> [Required task]
Render every line of the listing below as a numbered list, leaving out any blank lines.

> [Dataset excerpts]
------------------------------------

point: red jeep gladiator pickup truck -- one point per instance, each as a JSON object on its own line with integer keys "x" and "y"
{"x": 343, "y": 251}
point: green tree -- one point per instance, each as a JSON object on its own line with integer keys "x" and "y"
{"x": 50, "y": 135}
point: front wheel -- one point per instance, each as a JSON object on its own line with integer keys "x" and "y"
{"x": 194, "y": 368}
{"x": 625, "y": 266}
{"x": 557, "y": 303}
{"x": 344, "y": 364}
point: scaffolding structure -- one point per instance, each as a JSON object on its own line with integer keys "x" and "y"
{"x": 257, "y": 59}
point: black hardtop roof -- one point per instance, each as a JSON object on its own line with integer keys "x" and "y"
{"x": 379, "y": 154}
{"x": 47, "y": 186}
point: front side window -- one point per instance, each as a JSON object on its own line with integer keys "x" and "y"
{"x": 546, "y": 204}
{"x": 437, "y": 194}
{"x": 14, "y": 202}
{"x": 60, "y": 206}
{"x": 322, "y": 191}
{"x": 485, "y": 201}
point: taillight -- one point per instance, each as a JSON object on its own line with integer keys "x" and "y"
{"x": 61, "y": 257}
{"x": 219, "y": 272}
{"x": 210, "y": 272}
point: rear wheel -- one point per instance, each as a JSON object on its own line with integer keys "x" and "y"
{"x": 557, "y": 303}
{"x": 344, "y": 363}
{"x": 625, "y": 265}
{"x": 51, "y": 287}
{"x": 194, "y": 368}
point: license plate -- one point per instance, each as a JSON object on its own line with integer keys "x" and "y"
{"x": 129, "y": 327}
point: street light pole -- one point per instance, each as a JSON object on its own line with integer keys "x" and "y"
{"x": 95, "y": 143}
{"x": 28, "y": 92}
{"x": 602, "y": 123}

------------------------------------

> [Solution for this task]
1. point: red jeep gladiator pickup truck -- one point per instance, each as a JSON object on its own line with integer keys "x" and "y"
2. {"x": 343, "y": 251}
3. point: green tree -- one point per instance, each as a JSON object on its own line with integer keys "x" and "y"
4. {"x": 50, "y": 135}
5. point: front wheel -- one point per instance, each as a JSON object on its own line with integer keys "x" and "y"
6. {"x": 194, "y": 368}
7. {"x": 625, "y": 266}
8. {"x": 557, "y": 303}
9. {"x": 344, "y": 364}
10. point: scaffolding structure -- one point per instance, each as a JSON object on its own line with integer keys "x" and "y"
11. {"x": 257, "y": 59}
12. point: black hardtop roof -- one point per instance, each as a JSON object on its own line with integer keys "x" and "y"
13. {"x": 379, "y": 154}
14. {"x": 47, "y": 186}
15. point: front side window -- one point per instance, each as a JSON object on its own line with integer keys "x" and "y"
16. {"x": 546, "y": 204}
17. {"x": 437, "y": 194}
18. {"x": 14, "y": 202}
19. {"x": 60, "y": 206}
20. {"x": 322, "y": 191}
21. {"x": 485, "y": 201}
22. point: taillight -- one point per instance, each as a JSON object on its own line with integer keys "x" and "y"
23. {"x": 61, "y": 257}
24. {"x": 219, "y": 272}
25. {"x": 210, "y": 272}
26. point: rear wheel -- one point per instance, each as a JSON object on its own line with integer keys "x" and "y"
27. {"x": 557, "y": 303}
28. {"x": 344, "y": 363}
29. {"x": 625, "y": 265}
30. {"x": 51, "y": 287}
31. {"x": 194, "y": 368}
32. point: license plate -- one point per instance, each as a JSON object on its own line with integer keys "x" and "y"
33. {"x": 129, "y": 327}
34. point: street light pole -- one point per instance, each as a JSON object on its own line with integer keys "x" and "y"
35. {"x": 95, "y": 143}
36. {"x": 28, "y": 92}
37. {"x": 602, "y": 123}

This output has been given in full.